## Exercise instructions
Across the entries below, how many lines have the word "dark" in them? Respond with only the number.

(Dataset records)

━━━━━━

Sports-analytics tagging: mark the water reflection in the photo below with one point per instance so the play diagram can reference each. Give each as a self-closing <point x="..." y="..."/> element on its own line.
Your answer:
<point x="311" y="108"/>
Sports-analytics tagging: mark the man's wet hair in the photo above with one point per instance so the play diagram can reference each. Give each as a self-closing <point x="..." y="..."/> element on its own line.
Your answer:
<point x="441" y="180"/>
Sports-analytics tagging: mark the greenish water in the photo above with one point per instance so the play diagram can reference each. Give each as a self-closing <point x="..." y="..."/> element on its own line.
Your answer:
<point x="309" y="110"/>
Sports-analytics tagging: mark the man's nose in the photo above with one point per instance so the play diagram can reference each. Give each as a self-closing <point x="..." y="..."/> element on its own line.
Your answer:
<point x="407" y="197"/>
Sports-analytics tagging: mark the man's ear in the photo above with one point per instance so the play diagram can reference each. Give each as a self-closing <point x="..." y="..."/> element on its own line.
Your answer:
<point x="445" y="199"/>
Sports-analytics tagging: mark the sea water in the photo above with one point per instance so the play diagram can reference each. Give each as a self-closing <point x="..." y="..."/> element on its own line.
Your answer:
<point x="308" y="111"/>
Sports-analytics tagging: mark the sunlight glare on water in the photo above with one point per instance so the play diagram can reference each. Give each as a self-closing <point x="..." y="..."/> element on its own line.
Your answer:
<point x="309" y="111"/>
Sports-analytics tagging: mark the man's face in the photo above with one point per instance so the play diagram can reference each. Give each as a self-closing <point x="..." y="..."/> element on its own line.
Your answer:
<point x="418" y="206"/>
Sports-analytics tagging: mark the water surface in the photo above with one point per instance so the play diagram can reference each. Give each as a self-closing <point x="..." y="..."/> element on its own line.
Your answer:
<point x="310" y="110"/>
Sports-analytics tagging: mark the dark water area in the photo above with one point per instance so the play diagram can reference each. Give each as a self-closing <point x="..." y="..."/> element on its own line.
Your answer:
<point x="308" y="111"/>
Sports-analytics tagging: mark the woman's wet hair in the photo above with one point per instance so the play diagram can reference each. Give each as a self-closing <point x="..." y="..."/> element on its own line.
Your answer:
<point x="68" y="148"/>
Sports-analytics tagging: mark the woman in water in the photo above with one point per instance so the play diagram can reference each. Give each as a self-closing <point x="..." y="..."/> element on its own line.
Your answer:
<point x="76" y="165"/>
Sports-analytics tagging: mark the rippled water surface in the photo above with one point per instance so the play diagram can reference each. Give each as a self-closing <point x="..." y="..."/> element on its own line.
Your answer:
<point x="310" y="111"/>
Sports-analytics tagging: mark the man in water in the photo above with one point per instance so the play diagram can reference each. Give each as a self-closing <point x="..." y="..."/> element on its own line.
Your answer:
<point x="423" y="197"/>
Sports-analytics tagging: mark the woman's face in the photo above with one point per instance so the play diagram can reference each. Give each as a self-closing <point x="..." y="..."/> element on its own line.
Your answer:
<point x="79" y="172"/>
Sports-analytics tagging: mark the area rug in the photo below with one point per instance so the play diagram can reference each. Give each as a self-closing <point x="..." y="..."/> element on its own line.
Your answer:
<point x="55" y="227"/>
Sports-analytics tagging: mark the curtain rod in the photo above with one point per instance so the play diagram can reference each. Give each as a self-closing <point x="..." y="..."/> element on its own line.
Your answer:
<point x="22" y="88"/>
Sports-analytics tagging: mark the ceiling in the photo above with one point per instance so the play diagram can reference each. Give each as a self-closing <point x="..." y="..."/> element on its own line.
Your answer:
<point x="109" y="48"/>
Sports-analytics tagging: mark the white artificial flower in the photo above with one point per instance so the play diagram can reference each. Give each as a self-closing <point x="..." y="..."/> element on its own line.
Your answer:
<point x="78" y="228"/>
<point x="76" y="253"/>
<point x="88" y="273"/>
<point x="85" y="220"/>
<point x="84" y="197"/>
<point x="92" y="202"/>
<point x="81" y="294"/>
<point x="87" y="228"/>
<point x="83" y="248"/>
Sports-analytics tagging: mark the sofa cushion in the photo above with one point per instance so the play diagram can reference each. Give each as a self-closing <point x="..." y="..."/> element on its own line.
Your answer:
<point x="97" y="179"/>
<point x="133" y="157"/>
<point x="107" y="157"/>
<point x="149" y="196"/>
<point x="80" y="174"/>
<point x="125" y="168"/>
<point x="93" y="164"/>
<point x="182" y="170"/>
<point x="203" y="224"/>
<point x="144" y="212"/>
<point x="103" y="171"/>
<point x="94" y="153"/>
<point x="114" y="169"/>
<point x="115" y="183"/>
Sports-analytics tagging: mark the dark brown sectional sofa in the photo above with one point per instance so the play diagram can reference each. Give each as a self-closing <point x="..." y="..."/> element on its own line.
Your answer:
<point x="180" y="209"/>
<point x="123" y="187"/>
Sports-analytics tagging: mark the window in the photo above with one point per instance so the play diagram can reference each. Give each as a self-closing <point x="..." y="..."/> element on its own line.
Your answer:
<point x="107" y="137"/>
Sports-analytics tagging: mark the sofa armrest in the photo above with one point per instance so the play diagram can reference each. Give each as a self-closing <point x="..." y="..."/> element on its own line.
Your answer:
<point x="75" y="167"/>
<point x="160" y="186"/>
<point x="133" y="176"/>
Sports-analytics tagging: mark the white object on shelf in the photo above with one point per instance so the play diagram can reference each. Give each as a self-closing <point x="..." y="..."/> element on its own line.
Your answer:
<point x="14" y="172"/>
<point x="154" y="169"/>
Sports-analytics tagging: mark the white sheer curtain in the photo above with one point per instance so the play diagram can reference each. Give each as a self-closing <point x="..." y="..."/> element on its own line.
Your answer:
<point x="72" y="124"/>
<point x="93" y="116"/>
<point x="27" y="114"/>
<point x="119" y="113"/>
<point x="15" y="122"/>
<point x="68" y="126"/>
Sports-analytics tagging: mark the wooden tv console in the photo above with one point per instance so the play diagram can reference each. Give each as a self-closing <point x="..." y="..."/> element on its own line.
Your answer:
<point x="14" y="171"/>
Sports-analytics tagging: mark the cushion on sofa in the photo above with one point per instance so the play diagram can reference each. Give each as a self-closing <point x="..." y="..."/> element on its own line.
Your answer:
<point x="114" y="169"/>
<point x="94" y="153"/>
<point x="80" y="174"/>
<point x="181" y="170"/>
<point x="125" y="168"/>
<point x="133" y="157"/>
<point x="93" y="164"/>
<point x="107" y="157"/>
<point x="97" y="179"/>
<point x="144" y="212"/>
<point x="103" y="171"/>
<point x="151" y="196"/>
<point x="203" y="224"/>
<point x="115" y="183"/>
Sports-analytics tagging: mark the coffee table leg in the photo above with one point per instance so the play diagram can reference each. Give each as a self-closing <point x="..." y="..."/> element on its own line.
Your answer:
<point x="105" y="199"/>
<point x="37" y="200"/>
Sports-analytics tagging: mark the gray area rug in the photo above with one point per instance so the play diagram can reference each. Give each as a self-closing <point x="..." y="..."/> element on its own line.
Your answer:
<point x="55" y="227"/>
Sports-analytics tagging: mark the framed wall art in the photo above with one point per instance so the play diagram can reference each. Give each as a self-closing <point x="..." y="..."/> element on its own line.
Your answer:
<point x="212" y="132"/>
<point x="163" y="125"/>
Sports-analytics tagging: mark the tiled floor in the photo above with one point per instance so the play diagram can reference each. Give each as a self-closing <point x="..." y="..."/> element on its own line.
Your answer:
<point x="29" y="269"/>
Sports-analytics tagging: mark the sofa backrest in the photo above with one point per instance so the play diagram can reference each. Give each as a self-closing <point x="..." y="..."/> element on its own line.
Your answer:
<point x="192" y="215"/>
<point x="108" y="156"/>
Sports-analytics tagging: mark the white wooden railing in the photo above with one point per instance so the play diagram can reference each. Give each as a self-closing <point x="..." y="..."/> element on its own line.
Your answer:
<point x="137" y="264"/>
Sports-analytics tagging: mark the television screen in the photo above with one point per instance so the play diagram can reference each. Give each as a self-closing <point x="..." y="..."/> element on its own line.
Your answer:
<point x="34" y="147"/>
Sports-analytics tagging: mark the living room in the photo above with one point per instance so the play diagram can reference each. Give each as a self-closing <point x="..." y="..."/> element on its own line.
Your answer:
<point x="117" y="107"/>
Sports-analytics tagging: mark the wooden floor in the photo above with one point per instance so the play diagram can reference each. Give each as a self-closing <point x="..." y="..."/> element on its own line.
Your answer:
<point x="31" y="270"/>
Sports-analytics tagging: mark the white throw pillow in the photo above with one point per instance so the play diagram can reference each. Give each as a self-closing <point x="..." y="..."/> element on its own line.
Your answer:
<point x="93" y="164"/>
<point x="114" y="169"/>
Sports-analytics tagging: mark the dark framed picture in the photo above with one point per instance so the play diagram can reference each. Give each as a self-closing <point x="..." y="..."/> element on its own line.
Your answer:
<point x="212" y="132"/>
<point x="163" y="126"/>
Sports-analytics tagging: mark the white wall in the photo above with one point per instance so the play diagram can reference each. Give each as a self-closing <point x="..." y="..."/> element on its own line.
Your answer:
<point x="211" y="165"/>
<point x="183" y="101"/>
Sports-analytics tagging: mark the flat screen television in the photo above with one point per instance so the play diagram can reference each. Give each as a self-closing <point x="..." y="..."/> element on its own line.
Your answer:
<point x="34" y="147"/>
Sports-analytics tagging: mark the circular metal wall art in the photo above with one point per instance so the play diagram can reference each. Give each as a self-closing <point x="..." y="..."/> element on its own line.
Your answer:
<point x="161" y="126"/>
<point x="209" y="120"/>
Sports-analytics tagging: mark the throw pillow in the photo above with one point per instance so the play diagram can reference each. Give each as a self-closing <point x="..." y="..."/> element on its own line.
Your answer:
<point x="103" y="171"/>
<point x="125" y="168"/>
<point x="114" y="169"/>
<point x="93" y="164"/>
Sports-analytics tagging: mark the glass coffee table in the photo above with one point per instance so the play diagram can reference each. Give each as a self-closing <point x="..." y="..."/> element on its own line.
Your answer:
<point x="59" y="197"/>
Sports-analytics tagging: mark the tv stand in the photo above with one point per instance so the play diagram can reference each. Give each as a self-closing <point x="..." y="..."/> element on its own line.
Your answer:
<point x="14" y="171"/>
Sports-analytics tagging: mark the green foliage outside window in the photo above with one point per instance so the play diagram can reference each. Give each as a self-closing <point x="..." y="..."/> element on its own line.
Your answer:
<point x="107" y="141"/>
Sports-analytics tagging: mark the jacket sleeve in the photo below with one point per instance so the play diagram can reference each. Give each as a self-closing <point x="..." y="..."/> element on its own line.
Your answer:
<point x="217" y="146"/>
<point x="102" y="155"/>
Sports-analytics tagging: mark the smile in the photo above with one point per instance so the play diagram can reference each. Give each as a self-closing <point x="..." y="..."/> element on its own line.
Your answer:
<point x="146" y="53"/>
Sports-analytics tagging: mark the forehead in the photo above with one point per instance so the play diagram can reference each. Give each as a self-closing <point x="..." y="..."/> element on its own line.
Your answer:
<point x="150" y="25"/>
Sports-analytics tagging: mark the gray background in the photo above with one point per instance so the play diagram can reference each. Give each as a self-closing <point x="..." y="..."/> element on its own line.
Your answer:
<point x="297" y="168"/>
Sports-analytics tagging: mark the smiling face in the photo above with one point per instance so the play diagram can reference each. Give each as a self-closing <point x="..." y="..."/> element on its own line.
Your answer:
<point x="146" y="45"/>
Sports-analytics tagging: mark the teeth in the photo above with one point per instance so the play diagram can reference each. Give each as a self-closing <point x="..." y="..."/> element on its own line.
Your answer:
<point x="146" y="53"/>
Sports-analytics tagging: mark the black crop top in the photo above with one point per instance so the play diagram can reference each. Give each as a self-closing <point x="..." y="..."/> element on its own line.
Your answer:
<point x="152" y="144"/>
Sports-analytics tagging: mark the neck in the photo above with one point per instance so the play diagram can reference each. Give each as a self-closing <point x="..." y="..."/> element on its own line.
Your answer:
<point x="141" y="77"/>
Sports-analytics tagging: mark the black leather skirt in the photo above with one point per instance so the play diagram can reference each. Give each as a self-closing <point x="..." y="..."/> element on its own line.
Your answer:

━━━━━━

## Reply
3